The request:
Could you repeat the items below with every "single point" changed to "small dot" and everything else kept the same, leaving the pictures out?

Data for this task:
╔══
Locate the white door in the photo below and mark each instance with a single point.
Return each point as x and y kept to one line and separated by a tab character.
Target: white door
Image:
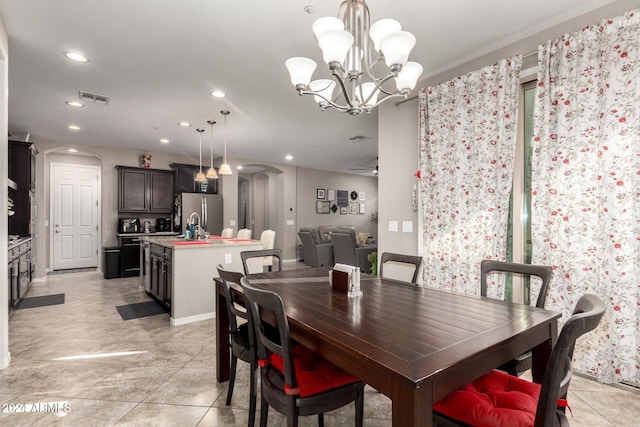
74	216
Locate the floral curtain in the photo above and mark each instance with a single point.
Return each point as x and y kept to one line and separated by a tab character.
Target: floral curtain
467	140
586	186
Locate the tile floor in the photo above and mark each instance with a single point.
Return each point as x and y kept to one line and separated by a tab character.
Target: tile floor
108	372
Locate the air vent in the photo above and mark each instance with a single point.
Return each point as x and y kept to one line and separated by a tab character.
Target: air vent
92	97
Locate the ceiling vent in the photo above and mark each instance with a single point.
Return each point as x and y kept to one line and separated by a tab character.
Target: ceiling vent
92	97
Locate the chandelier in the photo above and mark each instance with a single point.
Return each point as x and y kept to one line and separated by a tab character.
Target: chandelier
352	49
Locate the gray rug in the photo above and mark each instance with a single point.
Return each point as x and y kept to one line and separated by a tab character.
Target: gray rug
╚══
Correct output:
Locate the white door in the photo below and mark each instance with a small dot.
Return each point as x and y kept to one line and separated by a tab character.
Target: white door
Image:
74	216
Locate the floral curtain in the photo above and mark each instance with a small dot.
Return each point as x and y kept to one line and separated by a tab character.
Target: floral curtain
467	140
586	186
Locate the tile floor in the photo above and mark each instance with a small dot.
Return each point as x and y kept to one line and separated by a tab character.
Target: tile floor
108	372
Locate the air vent in the photo above and mark each instance with a small dot.
Return each point as x and y kept to one line and separated by a tab character.
Target: air vent
92	97
Locate the ceiling vent in the photo above and mark each instance with a small dot.
Return each point as x and y kept to one line and separated by a tab character.
Target: ceiling vent
92	97
Locate the chandelier in the photo above and mark each instance with a small dot.
Return each point as x and y kept to one line and separated by a tab character.
Target: chandelier
352	49
Locate the gray rug in the photo above and mark each instance with a small dot.
Return each point as x and y kept to one line and separated by a tab character.
Target: gray rug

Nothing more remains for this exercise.